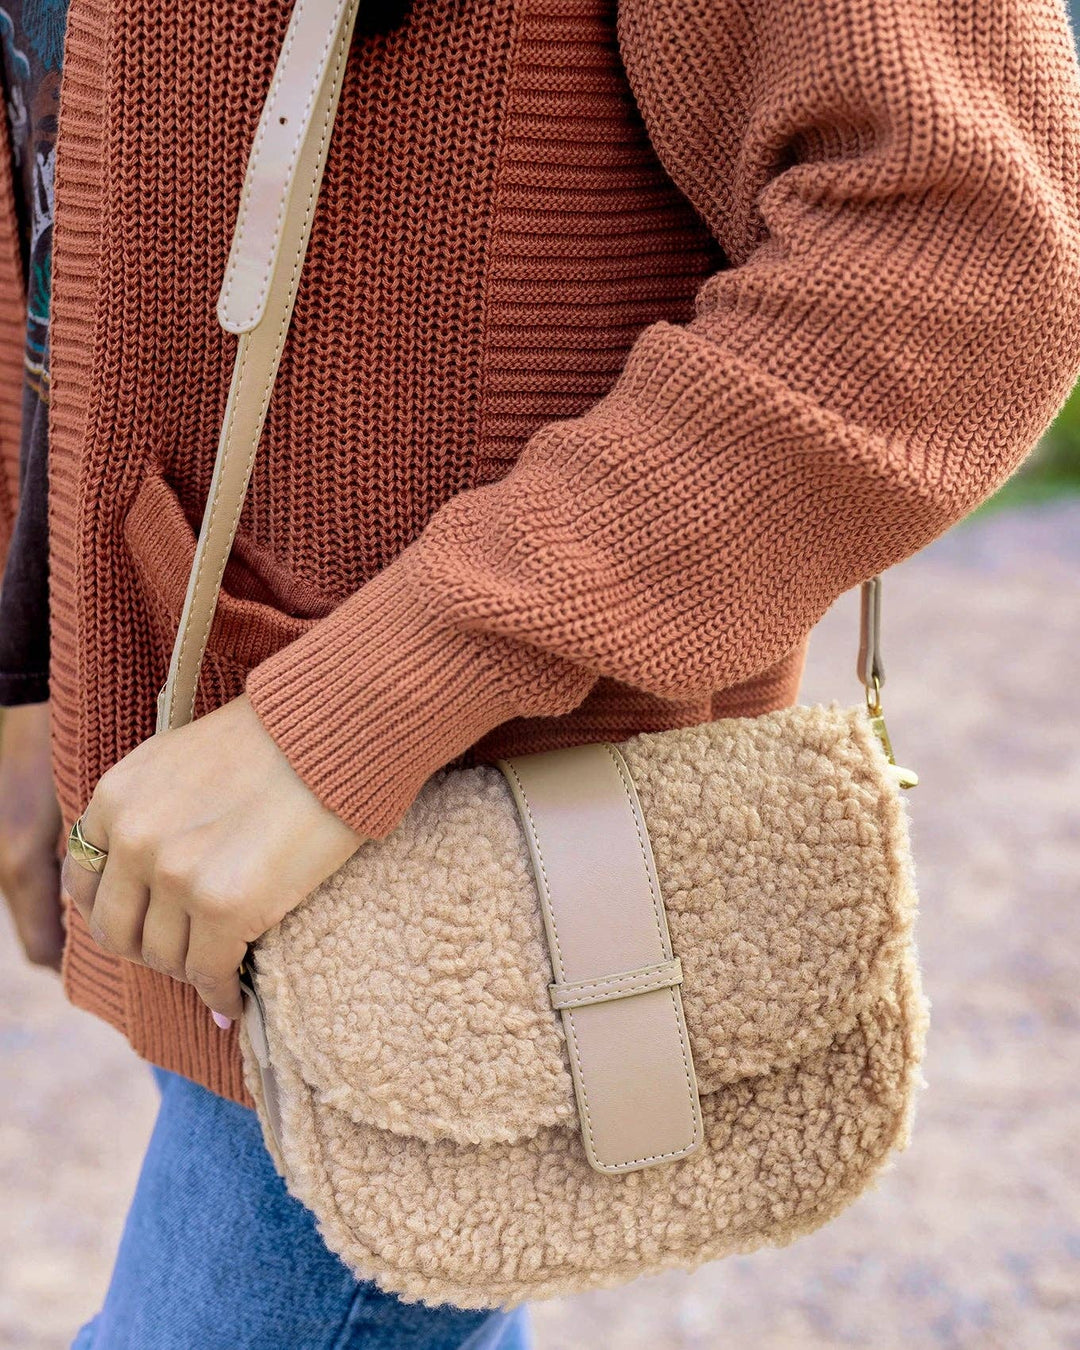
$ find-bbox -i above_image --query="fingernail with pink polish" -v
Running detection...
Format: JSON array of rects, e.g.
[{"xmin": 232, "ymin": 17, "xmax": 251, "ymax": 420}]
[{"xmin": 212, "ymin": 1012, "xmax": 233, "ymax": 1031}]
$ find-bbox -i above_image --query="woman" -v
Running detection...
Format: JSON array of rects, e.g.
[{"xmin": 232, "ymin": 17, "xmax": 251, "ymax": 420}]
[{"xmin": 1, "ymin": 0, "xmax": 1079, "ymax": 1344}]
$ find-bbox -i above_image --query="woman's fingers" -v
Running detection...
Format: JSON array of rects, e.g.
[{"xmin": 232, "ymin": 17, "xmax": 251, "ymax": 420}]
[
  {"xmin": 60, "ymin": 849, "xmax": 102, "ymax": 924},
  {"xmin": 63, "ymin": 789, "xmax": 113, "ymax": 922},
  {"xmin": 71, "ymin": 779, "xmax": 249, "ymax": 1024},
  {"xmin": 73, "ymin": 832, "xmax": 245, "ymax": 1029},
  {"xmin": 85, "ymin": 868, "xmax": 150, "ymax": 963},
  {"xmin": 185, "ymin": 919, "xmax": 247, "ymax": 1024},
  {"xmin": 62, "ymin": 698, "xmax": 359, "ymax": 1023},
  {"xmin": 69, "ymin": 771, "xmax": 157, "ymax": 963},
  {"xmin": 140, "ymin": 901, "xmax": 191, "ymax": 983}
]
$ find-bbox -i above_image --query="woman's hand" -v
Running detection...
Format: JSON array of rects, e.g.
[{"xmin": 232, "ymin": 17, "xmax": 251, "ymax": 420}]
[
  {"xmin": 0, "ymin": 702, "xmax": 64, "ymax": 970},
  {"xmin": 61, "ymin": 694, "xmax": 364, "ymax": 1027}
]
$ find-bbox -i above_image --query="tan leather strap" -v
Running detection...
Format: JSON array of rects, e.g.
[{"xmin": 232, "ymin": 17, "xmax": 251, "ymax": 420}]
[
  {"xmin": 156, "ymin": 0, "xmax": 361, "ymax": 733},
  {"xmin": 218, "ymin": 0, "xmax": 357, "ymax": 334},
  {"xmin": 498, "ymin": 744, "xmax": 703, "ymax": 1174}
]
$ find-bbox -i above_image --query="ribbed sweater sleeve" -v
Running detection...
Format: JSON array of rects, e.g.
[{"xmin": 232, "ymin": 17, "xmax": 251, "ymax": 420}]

###

An exact copy of the entries above is required; pictures are not part of it.

Response for this exercise:
$ find-bbox -i above_image --query="fingernail with pink polish" -v
Running detection...
Format: JSON array of rects, e.g.
[{"xmin": 232, "ymin": 17, "xmax": 251, "ymax": 420}]
[{"xmin": 212, "ymin": 1012, "xmax": 233, "ymax": 1031}]
$ find-bbox -i above_image --query="woman" -v
Running detection...
Format: JSON array of rects, e.g.
[{"xmin": 232, "ymin": 17, "xmax": 251, "ymax": 420}]
[{"xmin": 1, "ymin": 0, "xmax": 1079, "ymax": 1344}]
$ find-bbox -i above_image --query="woman's fingers" -v
Running detection...
Format: JSON array of rects, e.g.
[{"xmin": 232, "ymin": 17, "xmax": 251, "ymax": 420}]
[
  {"xmin": 60, "ymin": 849, "xmax": 102, "ymax": 924},
  {"xmin": 63, "ymin": 789, "xmax": 113, "ymax": 922},
  {"xmin": 71, "ymin": 779, "xmax": 249, "ymax": 1024},
  {"xmin": 73, "ymin": 832, "xmax": 245, "ymax": 1029},
  {"xmin": 85, "ymin": 868, "xmax": 150, "ymax": 963},
  {"xmin": 185, "ymin": 919, "xmax": 247, "ymax": 1024},
  {"xmin": 62, "ymin": 698, "xmax": 359, "ymax": 1023},
  {"xmin": 69, "ymin": 771, "xmax": 157, "ymax": 963},
  {"xmin": 140, "ymin": 901, "xmax": 191, "ymax": 983}
]
$ find-bbox -i above_image --query="woman's hand" -v
Running detection...
Format: JSON array of rects, e.g.
[{"xmin": 232, "ymin": 17, "xmax": 251, "ymax": 420}]
[
  {"xmin": 0, "ymin": 702, "xmax": 64, "ymax": 970},
  {"xmin": 61, "ymin": 694, "xmax": 364, "ymax": 1027}
]
$ find-bbox -i above_image --query="tan leather strap" -v
Running detection...
Format: JSON array of rects, e.g.
[{"xmin": 232, "ymin": 17, "xmax": 251, "ymax": 420}]
[
  {"xmin": 156, "ymin": 0, "xmax": 361, "ymax": 733},
  {"xmin": 218, "ymin": 0, "xmax": 357, "ymax": 334},
  {"xmin": 498, "ymin": 744, "xmax": 703, "ymax": 1174}
]
$ find-bbox -i above_image --query="ribbed sweater sleeve" -v
Running detection...
Format: JSON array of rects, e.g.
[{"xmin": 232, "ymin": 17, "xmax": 251, "ymax": 420}]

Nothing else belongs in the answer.